__THE PROBLEM__.
Please list every term that the blog post on rugby law changes puts in single quotation marks.
BEGIN TEXT SEGMENT
The Blog

Rugby: Law Changes Perhaps?

As the custodians of the game, thestill regularly tweak laws here and there to find the optimum formula for the sport. To that end, I propose a few minor alterations for debate.

To outsiders, rugby is understandably a complex game, yet to insiders too, rugby can seemingly be a tough code to crack.

As the custodians of the game, the IRB still regularly tweak laws here and there to find the optimum formula for the sport. To that end, I propose a few minor alterations for debate.

Overwhelmingly the most successful changes to date have been of the irrefutable variety such as when the try was upgraded to five points. Others requiring judgments and interpretations have been less so spectacular such as 'scrum engagements' and 'competing at rucks'.

It's not that previous solutions were flawed themselves, it's just that, in the parlance of economics, they were accompanied by 'externalities', or more simply, unintended consequences.

As the physicist Niels Bohr said,

Prediction is very difficult, especially about the future,

and so who is to know how thirty wild beasts will act when herding around the pitch?

The sober reality is that they will often do whatever it takes to win as the limits of game's laws are regularly bent or breached entirely.

Bending rules is a bit like tax avoidance. Not necessarily acceptable, but not wholly illegal either, so fair game, if you are smart enough. Feigning an injury to a prop to force uncontested scrums would come under this banner.
END TEXT SEGMENT
BEGIN RECORD SET
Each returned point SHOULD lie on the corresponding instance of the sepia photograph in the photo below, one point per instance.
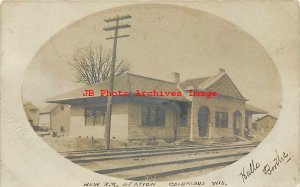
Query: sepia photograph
(152, 93)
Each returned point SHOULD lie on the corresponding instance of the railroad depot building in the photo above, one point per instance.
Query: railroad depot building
(56, 117)
(162, 117)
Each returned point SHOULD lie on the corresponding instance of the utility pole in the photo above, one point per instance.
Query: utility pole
(115, 28)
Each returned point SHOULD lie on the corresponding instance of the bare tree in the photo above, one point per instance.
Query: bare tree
(92, 65)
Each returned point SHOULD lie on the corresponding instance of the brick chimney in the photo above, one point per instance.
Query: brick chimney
(221, 70)
(176, 77)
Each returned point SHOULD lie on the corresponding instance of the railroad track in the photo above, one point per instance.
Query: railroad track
(159, 163)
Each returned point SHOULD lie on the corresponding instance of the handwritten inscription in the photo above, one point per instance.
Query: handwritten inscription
(267, 169)
(276, 163)
(253, 167)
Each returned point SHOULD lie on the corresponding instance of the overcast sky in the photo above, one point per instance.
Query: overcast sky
(163, 39)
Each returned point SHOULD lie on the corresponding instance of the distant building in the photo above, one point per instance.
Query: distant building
(32, 113)
(167, 116)
(264, 124)
(56, 117)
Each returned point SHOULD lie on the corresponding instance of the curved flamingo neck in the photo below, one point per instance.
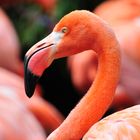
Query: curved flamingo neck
(98, 98)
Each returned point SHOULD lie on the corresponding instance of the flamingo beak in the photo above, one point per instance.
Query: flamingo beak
(37, 59)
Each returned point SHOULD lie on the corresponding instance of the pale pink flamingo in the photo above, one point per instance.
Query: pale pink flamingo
(76, 32)
(11, 76)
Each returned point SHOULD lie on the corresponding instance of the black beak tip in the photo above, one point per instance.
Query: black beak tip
(30, 80)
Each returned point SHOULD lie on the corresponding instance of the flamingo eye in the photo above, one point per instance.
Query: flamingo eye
(64, 30)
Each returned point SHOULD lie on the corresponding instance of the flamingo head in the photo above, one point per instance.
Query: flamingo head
(71, 35)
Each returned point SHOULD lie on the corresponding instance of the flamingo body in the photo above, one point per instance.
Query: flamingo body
(79, 31)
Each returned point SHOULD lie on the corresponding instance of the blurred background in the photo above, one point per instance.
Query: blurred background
(32, 22)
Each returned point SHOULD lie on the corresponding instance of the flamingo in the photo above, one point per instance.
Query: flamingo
(11, 77)
(16, 121)
(47, 5)
(126, 26)
(78, 31)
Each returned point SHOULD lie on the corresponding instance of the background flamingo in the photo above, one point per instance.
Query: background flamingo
(71, 36)
(11, 77)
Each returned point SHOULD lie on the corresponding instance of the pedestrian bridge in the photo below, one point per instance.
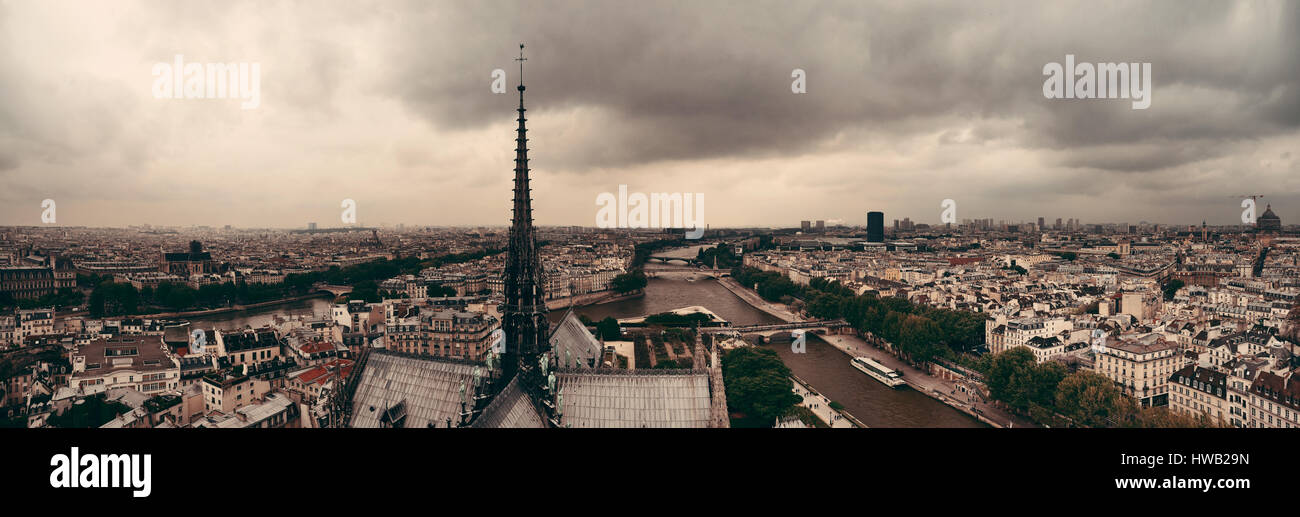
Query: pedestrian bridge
(334, 290)
(776, 327)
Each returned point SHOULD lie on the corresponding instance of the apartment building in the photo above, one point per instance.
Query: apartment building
(1140, 366)
(1275, 400)
(1195, 390)
(135, 361)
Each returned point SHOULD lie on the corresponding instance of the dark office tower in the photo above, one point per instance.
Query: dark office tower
(875, 226)
(524, 316)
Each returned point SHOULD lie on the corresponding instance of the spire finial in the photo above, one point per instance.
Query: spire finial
(520, 59)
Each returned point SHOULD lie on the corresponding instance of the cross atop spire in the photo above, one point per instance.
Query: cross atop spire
(520, 59)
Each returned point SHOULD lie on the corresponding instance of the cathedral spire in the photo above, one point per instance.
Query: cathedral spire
(524, 315)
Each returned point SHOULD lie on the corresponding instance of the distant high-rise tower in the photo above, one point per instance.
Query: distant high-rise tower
(875, 226)
(524, 315)
(1269, 221)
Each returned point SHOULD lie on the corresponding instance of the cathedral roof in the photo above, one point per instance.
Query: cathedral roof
(424, 390)
(573, 344)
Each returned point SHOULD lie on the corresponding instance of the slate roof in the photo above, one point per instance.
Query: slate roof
(571, 335)
(427, 390)
(635, 398)
(510, 408)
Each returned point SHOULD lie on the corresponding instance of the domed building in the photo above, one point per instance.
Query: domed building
(1269, 221)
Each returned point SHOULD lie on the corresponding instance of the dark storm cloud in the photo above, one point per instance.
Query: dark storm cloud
(906, 100)
(706, 79)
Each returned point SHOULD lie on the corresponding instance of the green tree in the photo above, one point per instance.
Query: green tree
(609, 329)
(1171, 289)
(1017, 379)
(1088, 399)
(758, 385)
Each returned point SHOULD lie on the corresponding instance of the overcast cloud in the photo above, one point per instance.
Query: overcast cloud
(389, 103)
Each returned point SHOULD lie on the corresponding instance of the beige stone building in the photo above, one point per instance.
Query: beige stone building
(1140, 366)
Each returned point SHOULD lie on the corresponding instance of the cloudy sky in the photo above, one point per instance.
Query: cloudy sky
(390, 104)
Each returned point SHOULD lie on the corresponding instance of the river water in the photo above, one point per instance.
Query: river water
(823, 365)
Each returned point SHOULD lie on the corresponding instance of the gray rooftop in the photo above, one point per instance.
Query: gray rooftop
(511, 408)
(427, 390)
(573, 344)
(635, 399)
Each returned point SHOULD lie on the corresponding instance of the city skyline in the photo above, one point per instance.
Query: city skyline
(905, 107)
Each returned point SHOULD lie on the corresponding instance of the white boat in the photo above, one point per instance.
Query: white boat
(879, 372)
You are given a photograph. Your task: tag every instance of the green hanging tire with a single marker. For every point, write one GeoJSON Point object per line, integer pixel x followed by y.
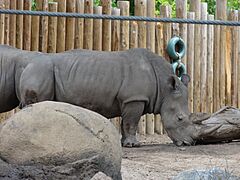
{"type": "Point", "coordinates": [176, 48]}
{"type": "Point", "coordinates": [179, 69]}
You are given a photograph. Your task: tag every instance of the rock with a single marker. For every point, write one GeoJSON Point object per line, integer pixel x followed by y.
{"type": "Point", "coordinates": [213, 174]}
{"type": "Point", "coordinates": [101, 176]}
{"type": "Point", "coordinates": [62, 139]}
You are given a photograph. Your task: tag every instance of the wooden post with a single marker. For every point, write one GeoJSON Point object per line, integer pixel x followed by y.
{"type": "Point", "coordinates": [27, 26]}
{"type": "Point", "coordinates": [190, 59]}
{"type": "Point", "coordinates": [216, 71]}
{"type": "Point", "coordinates": [159, 39]}
{"type": "Point", "coordinates": [210, 65]}
{"type": "Point", "coordinates": [97, 30]}
{"type": "Point", "coordinates": [151, 26]}
{"type": "Point", "coordinates": [229, 63]}
{"type": "Point", "coordinates": [12, 24]}
{"type": "Point", "coordinates": [19, 26]}
{"type": "Point", "coordinates": [203, 76]}
{"type": "Point", "coordinates": [2, 22]}
{"type": "Point", "coordinates": [124, 10]}
{"type": "Point", "coordinates": [232, 54]}
{"type": "Point", "coordinates": [150, 45]}
{"type": "Point", "coordinates": [7, 23]}
{"type": "Point", "coordinates": [141, 10]}
{"type": "Point", "coordinates": [106, 46]}
{"type": "Point", "coordinates": [158, 126]}
{"type": "Point", "coordinates": [52, 28]}
{"type": "Point", "coordinates": [165, 12]}
{"type": "Point", "coordinates": [42, 5]}
{"type": "Point", "coordinates": [88, 26]}
{"type": "Point", "coordinates": [181, 12]}
{"type": "Point", "coordinates": [221, 15]}
{"type": "Point", "coordinates": [61, 26]}
{"type": "Point", "coordinates": [238, 77]}
{"type": "Point", "coordinates": [79, 25]}
{"type": "Point", "coordinates": [195, 6]}
{"type": "Point", "coordinates": [115, 31]}
{"type": "Point", "coordinates": [70, 25]}
{"type": "Point", "coordinates": [133, 34]}
{"type": "Point", "coordinates": [35, 33]}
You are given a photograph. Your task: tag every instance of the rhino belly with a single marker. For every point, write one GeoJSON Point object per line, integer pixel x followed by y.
{"type": "Point", "coordinates": [90, 85]}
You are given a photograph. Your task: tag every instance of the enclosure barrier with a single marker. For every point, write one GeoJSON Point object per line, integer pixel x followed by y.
{"type": "Point", "coordinates": [212, 52]}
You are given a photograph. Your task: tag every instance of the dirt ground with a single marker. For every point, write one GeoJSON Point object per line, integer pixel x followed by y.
{"type": "Point", "coordinates": [159, 159]}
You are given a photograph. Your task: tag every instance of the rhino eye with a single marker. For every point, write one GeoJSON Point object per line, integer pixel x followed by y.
{"type": "Point", "coordinates": [180, 117]}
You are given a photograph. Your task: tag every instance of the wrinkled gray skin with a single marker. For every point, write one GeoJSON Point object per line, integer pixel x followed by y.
{"type": "Point", "coordinates": [12, 63]}
{"type": "Point", "coordinates": [127, 84]}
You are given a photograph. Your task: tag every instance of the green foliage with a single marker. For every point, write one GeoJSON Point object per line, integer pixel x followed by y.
{"type": "Point", "coordinates": [166, 2]}
{"type": "Point", "coordinates": [234, 4]}
{"type": "Point", "coordinates": [211, 6]}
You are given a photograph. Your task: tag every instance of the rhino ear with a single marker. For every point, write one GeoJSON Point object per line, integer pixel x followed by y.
{"type": "Point", "coordinates": [175, 82]}
{"type": "Point", "coordinates": [185, 79]}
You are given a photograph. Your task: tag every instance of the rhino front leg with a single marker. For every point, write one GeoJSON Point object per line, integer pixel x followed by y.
{"type": "Point", "coordinates": [131, 114]}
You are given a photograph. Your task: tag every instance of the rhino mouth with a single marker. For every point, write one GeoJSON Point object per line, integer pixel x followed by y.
{"type": "Point", "coordinates": [184, 143]}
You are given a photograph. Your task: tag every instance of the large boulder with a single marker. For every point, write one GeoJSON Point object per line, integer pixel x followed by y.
{"type": "Point", "coordinates": [60, 138]}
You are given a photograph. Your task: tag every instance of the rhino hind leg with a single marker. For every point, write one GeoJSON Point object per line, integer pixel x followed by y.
{"type": "Point", "coordinates": [131, 114]}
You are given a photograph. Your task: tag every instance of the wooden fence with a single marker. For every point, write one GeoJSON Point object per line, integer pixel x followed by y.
{"type": "Point", "coordinates": [213, 52]}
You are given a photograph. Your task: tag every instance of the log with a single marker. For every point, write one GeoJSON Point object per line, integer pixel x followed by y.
{"type": "Point", "coordinates": [88, 26]}
{"type": "Point", "coordinates": [12, 24]}
{"type": "Point", "coordinates": [97, 30]}
{"type": "Point", "coordinates": [70, 25]}
{"type": "Point", "coordinates": [190, 58]}
{"type": "Point", "coordinates": [210, 65]}
{"type": "Point", "coordinates": [195, 6]}
{"type": "Point", "coordinates": [19, 26]}
{"type": "Point", "coordinates": [79, 29]}
{"type": "Point", "coordinates": [52, 28]}
{"type": "Point", "coordinates": [221, 126]}
{"type": "Point", "coordinates": [124, 25]}
{"type": "Point", "coordinates": [61, 26]}
{"type": "Point", "coordinates": [27, 23]}
{"type": "Point", "coordinates": [203, 67]}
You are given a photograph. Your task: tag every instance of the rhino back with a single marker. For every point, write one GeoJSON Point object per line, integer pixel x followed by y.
{"type": "Point", "coordinates": [102, 81]}
{"type": "Point", "coordinates": [12, 62]}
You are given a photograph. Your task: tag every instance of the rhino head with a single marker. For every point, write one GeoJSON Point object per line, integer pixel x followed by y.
{"type": "Point", "coordinates": [175, 112]}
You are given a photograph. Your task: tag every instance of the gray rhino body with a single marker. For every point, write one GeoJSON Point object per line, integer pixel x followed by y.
{"type": "Point", "coordinates": [126, 83]}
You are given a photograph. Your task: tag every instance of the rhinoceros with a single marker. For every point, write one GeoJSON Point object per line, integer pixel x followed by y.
{"type": "Point", "coordinates": [12, 62]}
{"type": "Point", "coordinates": [126, 83]}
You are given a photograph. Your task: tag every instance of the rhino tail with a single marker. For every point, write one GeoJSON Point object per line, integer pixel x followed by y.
{"type": "Point", "coordinates": [30, 97]}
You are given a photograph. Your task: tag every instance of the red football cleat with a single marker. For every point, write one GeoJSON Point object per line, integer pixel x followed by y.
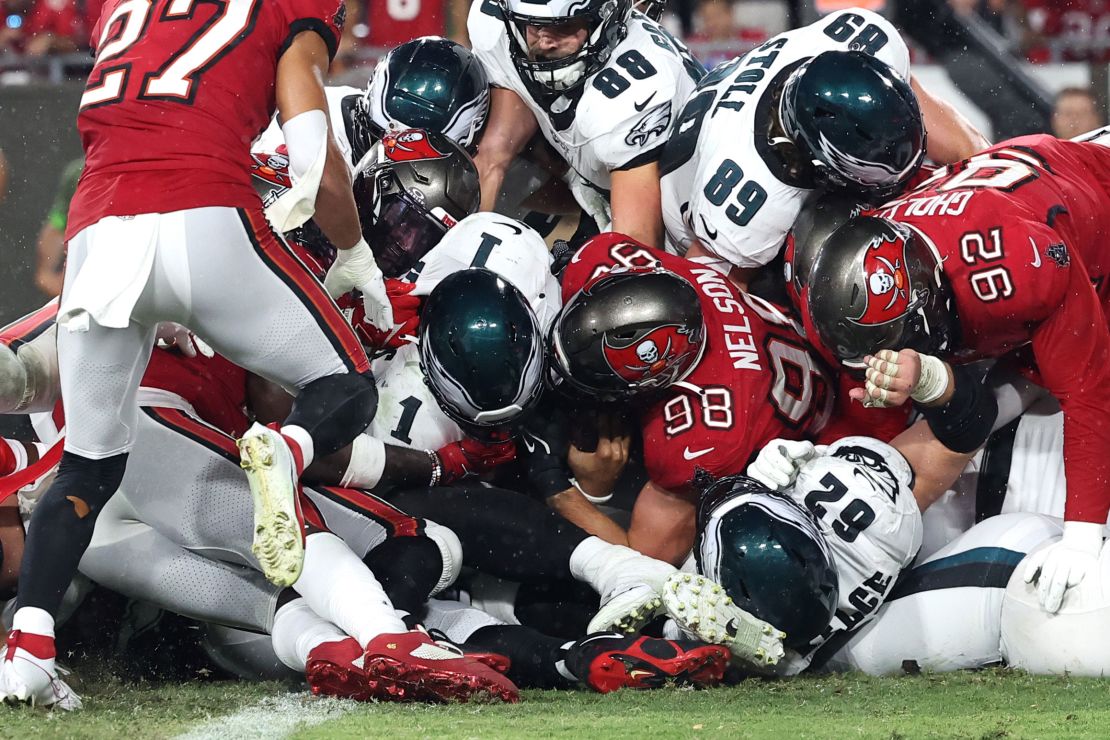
{"type": "Point", "coordinates": [608, 661]}
{"type": "Point", "coordinates": [335, 669]}
{"type": "Point", "coordinates": [421, 669]}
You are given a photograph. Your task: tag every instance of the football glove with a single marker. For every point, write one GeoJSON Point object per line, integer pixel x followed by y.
{"type": "Point", "coordinates": [473, 457]}
{"type": "Point", "coordinates": [777, 464]}
{"type": "Point", "coordinates": [1062, 565]}
{"type": "Point", "coordinates": [355, 269]}
{"type": "Point", "coordinates": [405, 314]}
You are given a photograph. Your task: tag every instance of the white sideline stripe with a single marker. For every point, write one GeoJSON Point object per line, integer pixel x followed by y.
{"type": "Point", "coordinates": [271, 718]}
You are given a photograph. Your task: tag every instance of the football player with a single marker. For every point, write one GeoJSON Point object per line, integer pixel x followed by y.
{"type": "Point", "coordinates": [831, 104]}
{"type": "Point", "coordinates": [602, 82]}
{"type": "Point", "coordinates": [816, 560]}
{"type": "Point", "coordinates": [179, 235]}
{"type": "Point", "coordinates": [715, 375]}
{"type": "Point", "coordinates": [999, 253]}
{"type": "Point", "coordinates": [969, 606]}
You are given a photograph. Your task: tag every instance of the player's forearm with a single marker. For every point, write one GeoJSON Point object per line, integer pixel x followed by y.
{"type": "Point", "coordinates": [336, 214]}
{"type": "Point", "coordinates": [574, 507]}
{"type": "Point", "coordinates": [951, 137]}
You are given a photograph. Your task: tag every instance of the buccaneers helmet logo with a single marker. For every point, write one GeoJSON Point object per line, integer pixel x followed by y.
{"type": "Point", "coordinates": [888, 292]}
{"type": "Point", "coordinates": [653, 360]}
{"type": "Point", "coordinates": [410, 145]}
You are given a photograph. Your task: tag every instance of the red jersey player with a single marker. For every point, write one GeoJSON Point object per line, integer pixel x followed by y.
{"type": "Point", "coordinates": [165, 226]}
{"type": "Point", "coordinates": [726, 372]}
{"type": "Point", "coordinates": [1002, 252]}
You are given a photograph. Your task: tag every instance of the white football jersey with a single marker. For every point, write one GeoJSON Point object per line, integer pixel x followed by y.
{"type": "Point", "coordinates": [860, 492]}
{"type": "Point", "coordinates": [272, 138]}
{"type": "Point", "coordinates": [617, 119]}
{"type": "Point", "coordinates": [720, 183]}
{"type": "Point", "coordinates": [508, 247]}
{"type": "Point", "coordinates": [407, 413]}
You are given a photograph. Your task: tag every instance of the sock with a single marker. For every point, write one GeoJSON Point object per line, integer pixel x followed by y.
{"type": "Point", "coordinates": [303, 441]}
{"type": "Point", "coordinates": [341, 589]}
{"type": "Point", "coordinates": [33, 620]}
{"type": "Point", "coordinates": [298, 630]}
{"type": "Point", "coordinates": [536, 659]}
{"type": "Point", "coordinates": [588, 559]}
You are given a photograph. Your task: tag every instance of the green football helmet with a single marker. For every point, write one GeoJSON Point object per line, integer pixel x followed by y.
{"type": "Point", "coordinates": [770, 557]}
{"type": "Point", "coordinates": [430, 83]}
{"type": "Point", "coordinates": [481, 351]}
{"type": "Point", "coordinates": [856, 120]}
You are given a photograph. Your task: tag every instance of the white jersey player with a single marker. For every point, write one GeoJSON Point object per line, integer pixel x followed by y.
{"type": "Point", "coordinates": [738, 165]}
{"type": "Point", "coordinates": [607, 107]}
{"type": "Point", "coordinates": [407, 413]}
{"type": "Point", "coordinates": [969, 606]}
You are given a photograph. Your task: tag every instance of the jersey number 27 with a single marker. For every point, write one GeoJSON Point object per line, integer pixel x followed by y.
{"type": "Point", "coordinates": [175, 79]}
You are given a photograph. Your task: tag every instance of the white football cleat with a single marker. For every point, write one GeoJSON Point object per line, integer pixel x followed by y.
{"type": "Point", "coordinates": [279, 525]}
{"type": "Point", "coordinates": [632, 590]}
{"type": "Point", "coordinates": [28, 673]}
{"type": "Point", "coordinates": [704, 611]}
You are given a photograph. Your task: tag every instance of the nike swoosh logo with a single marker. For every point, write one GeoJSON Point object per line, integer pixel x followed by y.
{"type": "Point", "coordinates": [516, 230]}
{"type": "Point", "coordinates": [641, 107]}
{"type": "Point", "coordinates": [712, 233]}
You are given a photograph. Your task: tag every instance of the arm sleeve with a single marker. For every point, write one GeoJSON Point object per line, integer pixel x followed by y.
{"type": "Point", "coordinates": [1072, 352]}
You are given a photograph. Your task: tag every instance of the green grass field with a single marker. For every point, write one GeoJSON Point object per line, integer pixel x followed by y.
{"type": "Point", "coordinates": [981, 705]}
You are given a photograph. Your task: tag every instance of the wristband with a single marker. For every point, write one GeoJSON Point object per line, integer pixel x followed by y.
{"type": "Point", "coordinates": [934, 381]}
{"type": "Point", "coordinates": [965, 422]}
{"type": "Point", "coordinates": [366, 465]}
{"type": "Point", "coordinates": [436, 469]}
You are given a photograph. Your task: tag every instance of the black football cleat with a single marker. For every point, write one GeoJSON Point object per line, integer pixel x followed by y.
{"type": "Point", "coordinates": [608, 661]}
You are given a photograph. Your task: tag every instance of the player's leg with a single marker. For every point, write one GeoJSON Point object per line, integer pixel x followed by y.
{"type": "Point", "coordinates": [604, 661]}
{"type": "Point", "coordinates": [1071, 641]}
{"type": "Point", "coordinates": [255, 303]}
{"type": "Point", "coordinates": [945, 614]}
{"type": "Point", "coordinates": [100, 373]}
{"type": "Point", "coordinates": [511, 536]}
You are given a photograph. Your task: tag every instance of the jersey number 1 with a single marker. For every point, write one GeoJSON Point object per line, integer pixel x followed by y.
{"type": "Point", "coordinates": [175, 79]}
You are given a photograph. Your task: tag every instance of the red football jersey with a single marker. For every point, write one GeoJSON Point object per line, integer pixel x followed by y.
{"type": "Point", "coordinates": [1022, 233]}
{"type": "Point", "coordinates": [179, 90]}
{"type": "Point", "coordinates": [393, 22]}
{"type": "Point", "coordinates": [756, 381]}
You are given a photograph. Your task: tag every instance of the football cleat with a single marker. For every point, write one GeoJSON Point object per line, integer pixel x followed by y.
{"type": "Point", "coordinates": [28, 673]}
{"type": "Point", "coordinates": [632, 591]}
{"type": "Point", "coordinates": [336, 669]}
{"type": "Point", "coordinates": [704, 611]}
{"type": "Point", "coordinates": [279, 525]}
{"type": "Point", "coordinates": [609, 661]}
{"type": "Point", "coordinates": [417, 668]}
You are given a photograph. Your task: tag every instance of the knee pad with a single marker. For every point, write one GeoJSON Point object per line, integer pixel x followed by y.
{"type": "Point", "coordinates": [451, 549]}
{"type": "Point", "coordinates": [1073, 640]}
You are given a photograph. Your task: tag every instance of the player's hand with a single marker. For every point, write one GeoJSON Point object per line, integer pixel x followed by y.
{"type": "Point", "coordinates": [1063, 565]}
{"type": "Point", "coordinates": [170, 335]}
{"type": "Point", "coordinates": [355, 269]}
{"type": "Point", "coordinates": [596, 472]}
{"type": "Point", "coordinates": [890, 378]}
{"type": "Point", "coordinates": [777, 464]}
{"type": "Point", "coordinates": [405, 313]}
{"type": "Point", "coordinates": [473, 457]}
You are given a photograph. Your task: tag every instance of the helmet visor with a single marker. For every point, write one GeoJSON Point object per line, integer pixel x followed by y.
{"type": "Point", "coordinates": [400, 232]}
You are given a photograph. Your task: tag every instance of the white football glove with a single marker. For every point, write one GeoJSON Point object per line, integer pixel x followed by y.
{"type": "Point", "coordinates": [1063, 565]}
{"type": "Point", "coordinates": [777, 464]}
{"type": "Point", "coordinates": [355, 269]}
{"type": "Point", "coordinates": [170, 335]}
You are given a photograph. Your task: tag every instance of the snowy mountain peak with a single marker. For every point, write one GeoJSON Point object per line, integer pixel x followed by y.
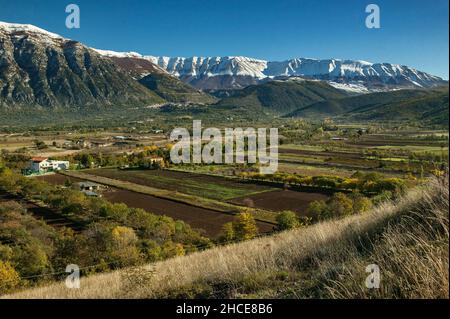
{"type": "Point", "coordinates": [16, 28]}
{"type": "Point", "coordinates": [114, 54]}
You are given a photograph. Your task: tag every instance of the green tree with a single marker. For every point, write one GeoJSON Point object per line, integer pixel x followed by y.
{"type": "Point", "coordinates": [228, 234]}
{"type": "Point", "coordinates": [287, 220]}
{"type": "Point", "coordinates": [9, 277]}
{"type": "Point", "coordinates": [339, 205]}
{"type": "Point", "coordinates": [317, 208]}
{"type": "Point", "coordinates": [245, 226]}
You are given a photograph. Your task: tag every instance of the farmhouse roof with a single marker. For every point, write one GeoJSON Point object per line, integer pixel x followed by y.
{"type": "Point", "coordinates": [88, 184]}
{"type": "Point", "coordinates": [39, 159]}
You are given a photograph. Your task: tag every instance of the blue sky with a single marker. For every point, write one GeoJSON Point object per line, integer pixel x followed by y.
{"type": "Point", "coordinates": [413, 32]}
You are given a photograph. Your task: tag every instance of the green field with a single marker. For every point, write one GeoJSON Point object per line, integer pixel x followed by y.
{"type": "Point", "coordinates": [212, 187]}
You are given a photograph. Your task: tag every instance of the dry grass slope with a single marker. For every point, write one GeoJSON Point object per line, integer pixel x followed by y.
{"type": "Point", "coordinates": [408, 239]}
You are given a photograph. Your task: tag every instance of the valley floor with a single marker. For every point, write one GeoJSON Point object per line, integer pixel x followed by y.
{"type": "Point", "coordinates": [407, 239]}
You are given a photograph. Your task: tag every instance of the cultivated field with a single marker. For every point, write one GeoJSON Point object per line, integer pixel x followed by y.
{"type": "Point", "coordinates": [280, 200]}
{"type": "Point", "coordinates": [326, 260]}
{"type": "Point", "coordinates": [207, 221]}
{"type": "Point", "coordinates": [188, 183]}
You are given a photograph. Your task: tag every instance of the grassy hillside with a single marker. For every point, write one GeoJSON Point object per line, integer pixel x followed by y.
{"type": "Point", "coordinates": [408, 239]}
{"type": "Point", "coordinates": [427, 106]}
{"type": "Point", "coordinates": [281, 96]}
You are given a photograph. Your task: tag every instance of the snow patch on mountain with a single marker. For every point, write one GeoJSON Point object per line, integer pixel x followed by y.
{"type": "Point", "coordinates": [17, 28]}
{"type": "Point", "coordinates": [114, 54]}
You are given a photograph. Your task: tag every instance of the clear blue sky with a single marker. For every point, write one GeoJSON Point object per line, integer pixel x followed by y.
{"type": "Point", "coordinates": [413, 32]}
END RECORD SET
__RESULT OF THE EXERCISE__.
- scrum engagements
- competing at rucks
- externalities